◆ **Exercise instructions**
Please extend the court opinion on Ranson's ineffective assistance of counsel claims, picking up right after its final sentence.

◆ **Selected text**
A claim of ineffective assistance of counsel based on counsel's failure to object to the prosecutor's closing argument cannot succeed on direct appeal unless "the appellate record discloses ' "no conceivable tactical purpose" ' " for defense counsel's omission. (People v. Lewis (2001) 25 Cal.4th 610, 674-675.) Here, the appellate record does not demonstrate the requisite absence of a conceivable tactical purpose.
A failure to object in closing argument can often be explained by an attorney's tactical determination that: (i) the objectionable statement is not sufficiently damaging to warrant objection; and/or (ii) an objection would highlight the objectionable statement (or inference to be drawn from that statement), causing more prejudice than the objectionable statement alone. Given these considerations, and the split-second decision required to lodge a timely objection during an opponent's closing argument, courts routinely have recognized that "the decision facing counsel in the midst of trial over whether to object to comments made by the prosecutor in closing argument is a highly tactical one" (People v. Padilla (1995) 11 Cal.4th 891, 942, overruled on other grounds in Hill, supra, 17 Cal.4th at p. 823), and "a mere failure to object to . . . argument seldom establishes counsel's incompetence." (People v. Ghent (1987) 43 Cal.3d 739, 772.)
In the instant case, the appellate record does not disclose that Ranson's counsel's failure to object was based on incompetence, rather than on permissible tactical considerations. Thus, as the record "sheds no light on why counsel acted or failed to act in the manner challenged," and this is not a situation where "there simply could be no satisfactory explanation," reversal on the ground of ineffective assistance of counsel is not warranted. (People v. Gray (2005) 37 Cal.4th 168, 207 (Gray); People v. Wharton (1991) 53 Cal.3d 522, 567 [finding no ineffectiveness where counsel failed to object to prosecutor's referral to evidence outside the record on direct appeal because counsel might not have wanted to highlight the point with the jury and make it wonder if there really was such evidence]; People v. Milner (1988) 45 Cal.3d 227, 245 [finding no ineffective assistance of counsel where counsel would have acted well within the bounds of reasonable competence had he chosen to ignore the statements rather than draw attention to them with an objection].)[8]
III
Ranson's Other Ineffective Assistance of Counsel Claims Fail
In addition to his claim regarding his counsel's failure to object during closing argument, Ranson also contends that the appellate record, as supplemented by the evidence presented in support of his motion for a new trial, demonstrates that he received ineffective assistance of counsel because his trial counsel: (i) "failed to promptly and thoroughly investigate the facts of the case," causing her to fail to locate two potential witnesses; (ii) "failed to make an opening statement"; and (iii) "failed to request an instruction on the lesser offense of misdemeanor trespass." We review each of these claims below after setting forth the standard of review and pertinent facts.

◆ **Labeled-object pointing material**
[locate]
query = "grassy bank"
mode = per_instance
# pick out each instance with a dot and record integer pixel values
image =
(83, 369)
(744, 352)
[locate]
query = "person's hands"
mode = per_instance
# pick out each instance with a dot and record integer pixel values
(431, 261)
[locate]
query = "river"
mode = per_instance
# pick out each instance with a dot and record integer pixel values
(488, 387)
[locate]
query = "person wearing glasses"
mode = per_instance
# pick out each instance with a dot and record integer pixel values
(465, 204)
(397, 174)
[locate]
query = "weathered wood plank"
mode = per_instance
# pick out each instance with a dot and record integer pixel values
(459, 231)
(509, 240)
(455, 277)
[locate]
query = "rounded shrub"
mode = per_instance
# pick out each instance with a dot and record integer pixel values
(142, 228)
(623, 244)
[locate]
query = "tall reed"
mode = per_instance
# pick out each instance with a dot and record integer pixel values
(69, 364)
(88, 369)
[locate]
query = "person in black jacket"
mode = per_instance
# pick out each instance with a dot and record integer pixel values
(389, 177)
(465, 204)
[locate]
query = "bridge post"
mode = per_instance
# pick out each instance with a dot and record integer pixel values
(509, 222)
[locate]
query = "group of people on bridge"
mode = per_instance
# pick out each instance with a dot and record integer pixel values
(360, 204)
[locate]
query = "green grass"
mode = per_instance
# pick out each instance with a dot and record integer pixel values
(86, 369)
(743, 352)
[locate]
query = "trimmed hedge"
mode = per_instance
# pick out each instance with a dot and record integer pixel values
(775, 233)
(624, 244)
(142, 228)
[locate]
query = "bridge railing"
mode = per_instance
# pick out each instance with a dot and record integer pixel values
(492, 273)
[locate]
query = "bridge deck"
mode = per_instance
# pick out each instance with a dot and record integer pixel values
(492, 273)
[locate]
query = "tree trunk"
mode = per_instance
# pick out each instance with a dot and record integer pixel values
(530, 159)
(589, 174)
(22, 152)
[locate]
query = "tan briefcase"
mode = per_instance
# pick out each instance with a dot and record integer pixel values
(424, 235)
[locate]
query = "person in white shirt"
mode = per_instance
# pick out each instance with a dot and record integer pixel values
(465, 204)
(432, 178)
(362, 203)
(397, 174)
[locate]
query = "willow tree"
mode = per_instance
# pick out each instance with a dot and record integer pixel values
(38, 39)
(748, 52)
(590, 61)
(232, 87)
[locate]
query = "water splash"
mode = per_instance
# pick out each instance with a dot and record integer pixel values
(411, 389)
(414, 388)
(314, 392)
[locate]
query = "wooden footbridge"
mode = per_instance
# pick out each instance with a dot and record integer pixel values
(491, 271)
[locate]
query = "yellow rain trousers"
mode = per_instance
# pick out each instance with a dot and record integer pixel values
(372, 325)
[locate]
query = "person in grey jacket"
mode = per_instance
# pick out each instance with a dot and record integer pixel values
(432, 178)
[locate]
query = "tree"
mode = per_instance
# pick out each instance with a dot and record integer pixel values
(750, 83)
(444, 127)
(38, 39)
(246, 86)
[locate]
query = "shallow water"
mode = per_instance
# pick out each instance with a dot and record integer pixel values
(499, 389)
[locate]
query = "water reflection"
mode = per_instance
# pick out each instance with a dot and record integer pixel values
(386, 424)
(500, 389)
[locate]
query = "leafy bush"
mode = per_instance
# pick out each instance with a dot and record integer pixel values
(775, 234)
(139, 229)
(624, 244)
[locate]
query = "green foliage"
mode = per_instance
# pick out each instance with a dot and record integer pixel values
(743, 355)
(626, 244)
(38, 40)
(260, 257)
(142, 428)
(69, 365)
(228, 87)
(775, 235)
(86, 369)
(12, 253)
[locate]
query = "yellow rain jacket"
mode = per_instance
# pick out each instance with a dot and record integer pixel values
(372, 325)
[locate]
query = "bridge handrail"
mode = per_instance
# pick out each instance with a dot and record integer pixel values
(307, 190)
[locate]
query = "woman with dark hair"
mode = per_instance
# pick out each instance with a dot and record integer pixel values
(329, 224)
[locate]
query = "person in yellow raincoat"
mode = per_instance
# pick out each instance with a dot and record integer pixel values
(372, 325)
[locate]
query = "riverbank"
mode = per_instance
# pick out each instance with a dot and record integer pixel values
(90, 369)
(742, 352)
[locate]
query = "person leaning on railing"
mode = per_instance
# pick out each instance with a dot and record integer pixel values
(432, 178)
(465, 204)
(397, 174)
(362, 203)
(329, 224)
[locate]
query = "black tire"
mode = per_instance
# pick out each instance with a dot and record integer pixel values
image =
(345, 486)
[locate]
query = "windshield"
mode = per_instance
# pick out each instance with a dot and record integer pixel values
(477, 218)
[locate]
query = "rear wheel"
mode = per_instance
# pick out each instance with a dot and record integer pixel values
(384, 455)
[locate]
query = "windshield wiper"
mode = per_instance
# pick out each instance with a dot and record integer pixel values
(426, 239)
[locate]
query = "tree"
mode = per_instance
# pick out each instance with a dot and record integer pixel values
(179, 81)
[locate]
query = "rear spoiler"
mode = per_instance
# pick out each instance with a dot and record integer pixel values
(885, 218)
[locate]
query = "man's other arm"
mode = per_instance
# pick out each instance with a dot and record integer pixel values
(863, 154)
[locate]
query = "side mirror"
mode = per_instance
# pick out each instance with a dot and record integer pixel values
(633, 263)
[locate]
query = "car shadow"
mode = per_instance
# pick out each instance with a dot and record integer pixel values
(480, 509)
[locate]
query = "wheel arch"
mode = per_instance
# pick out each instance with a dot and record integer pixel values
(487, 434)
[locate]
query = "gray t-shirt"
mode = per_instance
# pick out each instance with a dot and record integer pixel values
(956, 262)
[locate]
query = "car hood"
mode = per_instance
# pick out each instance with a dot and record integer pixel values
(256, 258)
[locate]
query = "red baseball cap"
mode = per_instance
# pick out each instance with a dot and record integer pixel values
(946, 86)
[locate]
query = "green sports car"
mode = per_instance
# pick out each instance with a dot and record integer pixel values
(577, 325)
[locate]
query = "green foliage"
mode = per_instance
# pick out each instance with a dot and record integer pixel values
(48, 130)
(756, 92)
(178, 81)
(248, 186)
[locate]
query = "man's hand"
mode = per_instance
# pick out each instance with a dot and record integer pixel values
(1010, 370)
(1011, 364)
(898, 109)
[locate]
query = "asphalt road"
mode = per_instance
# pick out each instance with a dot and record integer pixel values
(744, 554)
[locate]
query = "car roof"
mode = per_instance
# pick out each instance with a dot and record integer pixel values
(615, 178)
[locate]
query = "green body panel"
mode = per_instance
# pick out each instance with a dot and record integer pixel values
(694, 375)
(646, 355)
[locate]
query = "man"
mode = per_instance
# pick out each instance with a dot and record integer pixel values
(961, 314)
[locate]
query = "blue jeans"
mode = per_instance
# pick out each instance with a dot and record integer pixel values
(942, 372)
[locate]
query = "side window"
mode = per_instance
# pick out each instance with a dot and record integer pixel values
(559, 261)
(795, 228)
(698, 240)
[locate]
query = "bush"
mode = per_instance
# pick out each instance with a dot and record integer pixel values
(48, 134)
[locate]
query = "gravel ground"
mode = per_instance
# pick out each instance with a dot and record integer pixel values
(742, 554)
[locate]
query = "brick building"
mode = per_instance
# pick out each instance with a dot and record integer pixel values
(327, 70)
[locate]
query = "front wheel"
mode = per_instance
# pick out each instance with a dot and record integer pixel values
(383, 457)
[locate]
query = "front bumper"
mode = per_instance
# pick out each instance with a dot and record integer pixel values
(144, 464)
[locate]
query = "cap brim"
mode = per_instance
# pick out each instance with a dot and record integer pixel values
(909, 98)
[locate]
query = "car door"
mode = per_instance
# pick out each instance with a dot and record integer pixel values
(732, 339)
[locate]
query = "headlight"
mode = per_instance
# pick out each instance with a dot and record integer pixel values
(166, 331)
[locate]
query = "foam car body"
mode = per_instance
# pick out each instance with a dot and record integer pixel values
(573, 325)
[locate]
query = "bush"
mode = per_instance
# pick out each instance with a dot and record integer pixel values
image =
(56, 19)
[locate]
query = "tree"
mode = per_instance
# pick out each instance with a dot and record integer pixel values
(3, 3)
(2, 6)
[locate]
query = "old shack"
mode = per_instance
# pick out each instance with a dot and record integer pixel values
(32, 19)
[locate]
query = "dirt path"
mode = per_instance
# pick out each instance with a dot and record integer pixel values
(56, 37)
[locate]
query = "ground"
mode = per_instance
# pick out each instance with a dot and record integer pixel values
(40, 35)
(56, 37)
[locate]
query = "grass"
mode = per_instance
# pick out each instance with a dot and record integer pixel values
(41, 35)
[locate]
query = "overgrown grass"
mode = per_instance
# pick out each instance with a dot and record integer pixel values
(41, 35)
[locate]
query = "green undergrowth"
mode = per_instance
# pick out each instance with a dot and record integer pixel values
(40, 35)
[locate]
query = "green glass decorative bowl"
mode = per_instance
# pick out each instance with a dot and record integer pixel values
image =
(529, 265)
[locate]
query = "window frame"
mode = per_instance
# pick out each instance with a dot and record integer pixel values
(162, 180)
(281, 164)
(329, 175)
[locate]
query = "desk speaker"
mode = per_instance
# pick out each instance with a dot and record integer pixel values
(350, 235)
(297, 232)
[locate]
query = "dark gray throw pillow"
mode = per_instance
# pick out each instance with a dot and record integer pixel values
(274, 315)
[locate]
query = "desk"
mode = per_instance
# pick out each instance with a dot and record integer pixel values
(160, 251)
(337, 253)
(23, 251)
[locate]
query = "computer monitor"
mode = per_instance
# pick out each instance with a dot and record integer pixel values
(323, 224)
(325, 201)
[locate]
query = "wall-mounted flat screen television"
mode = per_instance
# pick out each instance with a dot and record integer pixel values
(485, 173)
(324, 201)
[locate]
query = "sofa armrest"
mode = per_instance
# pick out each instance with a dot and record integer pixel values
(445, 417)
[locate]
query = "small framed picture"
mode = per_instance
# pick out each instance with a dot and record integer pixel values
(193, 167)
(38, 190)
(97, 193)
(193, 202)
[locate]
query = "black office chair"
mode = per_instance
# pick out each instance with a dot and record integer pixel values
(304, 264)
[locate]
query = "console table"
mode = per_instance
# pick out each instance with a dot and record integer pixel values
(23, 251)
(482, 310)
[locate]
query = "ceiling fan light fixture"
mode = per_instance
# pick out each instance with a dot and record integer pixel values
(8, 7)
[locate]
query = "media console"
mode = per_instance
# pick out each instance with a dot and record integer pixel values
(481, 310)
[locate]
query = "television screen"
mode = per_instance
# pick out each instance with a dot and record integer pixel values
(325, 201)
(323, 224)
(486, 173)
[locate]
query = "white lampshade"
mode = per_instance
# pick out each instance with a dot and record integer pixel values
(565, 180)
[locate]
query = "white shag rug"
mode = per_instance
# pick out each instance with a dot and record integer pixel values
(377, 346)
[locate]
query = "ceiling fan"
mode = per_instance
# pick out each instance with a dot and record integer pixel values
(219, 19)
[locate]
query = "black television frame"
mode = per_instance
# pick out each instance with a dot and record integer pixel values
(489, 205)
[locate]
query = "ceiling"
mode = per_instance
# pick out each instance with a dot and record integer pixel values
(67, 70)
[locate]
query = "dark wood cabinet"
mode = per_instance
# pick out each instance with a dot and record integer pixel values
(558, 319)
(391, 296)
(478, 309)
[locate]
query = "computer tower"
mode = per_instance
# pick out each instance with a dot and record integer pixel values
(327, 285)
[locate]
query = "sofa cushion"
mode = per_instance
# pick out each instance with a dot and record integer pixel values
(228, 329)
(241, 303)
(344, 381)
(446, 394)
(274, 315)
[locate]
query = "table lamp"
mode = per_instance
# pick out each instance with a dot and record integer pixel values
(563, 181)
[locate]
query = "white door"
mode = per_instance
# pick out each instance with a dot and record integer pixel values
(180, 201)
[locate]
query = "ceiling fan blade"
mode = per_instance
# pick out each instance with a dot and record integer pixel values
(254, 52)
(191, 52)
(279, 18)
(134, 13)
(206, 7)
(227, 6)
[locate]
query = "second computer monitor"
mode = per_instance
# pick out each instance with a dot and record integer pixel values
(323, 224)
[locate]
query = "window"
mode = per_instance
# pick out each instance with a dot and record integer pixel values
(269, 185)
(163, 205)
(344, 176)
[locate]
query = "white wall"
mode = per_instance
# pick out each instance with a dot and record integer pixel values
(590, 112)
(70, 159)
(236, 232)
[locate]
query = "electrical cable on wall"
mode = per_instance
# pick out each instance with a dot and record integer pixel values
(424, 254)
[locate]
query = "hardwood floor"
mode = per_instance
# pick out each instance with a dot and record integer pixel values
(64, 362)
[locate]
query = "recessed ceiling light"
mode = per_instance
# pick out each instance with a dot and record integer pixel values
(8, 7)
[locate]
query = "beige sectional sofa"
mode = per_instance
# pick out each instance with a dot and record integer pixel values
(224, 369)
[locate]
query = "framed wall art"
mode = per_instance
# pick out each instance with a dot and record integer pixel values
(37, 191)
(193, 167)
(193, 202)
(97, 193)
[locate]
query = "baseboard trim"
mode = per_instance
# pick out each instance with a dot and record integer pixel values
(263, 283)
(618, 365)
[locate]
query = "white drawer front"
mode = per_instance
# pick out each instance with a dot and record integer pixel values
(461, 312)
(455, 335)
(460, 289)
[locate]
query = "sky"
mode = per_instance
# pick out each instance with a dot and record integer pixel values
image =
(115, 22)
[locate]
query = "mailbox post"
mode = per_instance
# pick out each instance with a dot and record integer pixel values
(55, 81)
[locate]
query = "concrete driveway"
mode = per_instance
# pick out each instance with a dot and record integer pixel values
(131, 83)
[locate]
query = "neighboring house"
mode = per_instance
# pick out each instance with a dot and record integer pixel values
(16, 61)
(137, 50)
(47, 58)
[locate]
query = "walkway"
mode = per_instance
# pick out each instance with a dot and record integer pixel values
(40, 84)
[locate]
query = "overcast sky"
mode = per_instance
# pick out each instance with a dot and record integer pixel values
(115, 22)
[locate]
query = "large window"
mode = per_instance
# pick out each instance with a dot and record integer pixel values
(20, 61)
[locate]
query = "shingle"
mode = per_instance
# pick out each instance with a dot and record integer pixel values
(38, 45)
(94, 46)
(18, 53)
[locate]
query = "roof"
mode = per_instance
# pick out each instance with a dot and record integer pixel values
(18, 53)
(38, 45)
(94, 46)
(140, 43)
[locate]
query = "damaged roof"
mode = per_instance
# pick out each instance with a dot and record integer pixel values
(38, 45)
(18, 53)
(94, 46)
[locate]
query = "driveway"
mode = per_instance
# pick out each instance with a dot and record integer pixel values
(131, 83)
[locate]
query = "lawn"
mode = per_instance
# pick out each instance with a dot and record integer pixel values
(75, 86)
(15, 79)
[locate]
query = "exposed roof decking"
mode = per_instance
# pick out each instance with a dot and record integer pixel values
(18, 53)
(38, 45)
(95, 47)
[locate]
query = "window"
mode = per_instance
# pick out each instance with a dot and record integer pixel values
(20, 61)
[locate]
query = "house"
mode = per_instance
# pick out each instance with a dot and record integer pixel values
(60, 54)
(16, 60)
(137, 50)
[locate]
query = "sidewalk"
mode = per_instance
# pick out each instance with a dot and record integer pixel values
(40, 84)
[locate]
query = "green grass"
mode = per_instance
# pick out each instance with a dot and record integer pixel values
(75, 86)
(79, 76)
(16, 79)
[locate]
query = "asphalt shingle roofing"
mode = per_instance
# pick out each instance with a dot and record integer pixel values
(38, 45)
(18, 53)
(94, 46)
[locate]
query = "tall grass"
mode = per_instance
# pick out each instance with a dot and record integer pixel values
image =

◆ **Answer to this problem**
A. Standard of Review
To obtain relief on the grounds of ineffective assistance of counsel, a defendant must establish both counsel's deficiency and resulting prejudice, i.e.: (i) that " 'counsel's representation fell below an objective standard of reasonableness . . . under prevailing professional norms' "; and (ii) " 'there is a reasonable probability that, but for counsel's unprofessional errors, the result of the proceeding would have been different.' " (In re Fields (1990) 51 Cal.3d 1063, 1069, 1070, quoting Strickland v. Washington (1984) 466 U.S. 668, 693-694.) It is the defendant's burden on appeal to establish both deficiency and prejudice. (People v. Williams (1988) 44 Cal.3d 883, 937 (Williams).) In demonstrating prejudice, the defendant "must carry his burden of proving prejudice as a 'demonstrable reality,' not simply speculation as to the effect of the errors or omissions of counsel." (Ibid.) Where, as here, a claim of ineffective assistance of counsel is raised on direct appeal, the facts supporting both deficiency and prejudice must appear in the appellate record. (Gray, supra, 37 Cal.4th at p. 207.)
In reviewing claims of ineffective assistance of counsel that were previously raised in a motion for a new trial, we grant deference to the trial court's factual findings, but review de novo the ultimate question of whether the facts established in the trial court demonstrate a violation of the constitutional right to effective assistance of counsel. (People v. Taylor (1984) 162 Cal.App.3d 720, 724-725.)
B. Facts Established in Hearing on New Trial Motion
After the jury verdict, Ranson informed the court that, in his view, his counsel had not actively investigated his case and was not sufficiently responsive to the inquiries made by his family members. In response, the court appointed independent counsel to review the case and determine whether a motion for a new trial based on ineffective assistance of counsel was warranted.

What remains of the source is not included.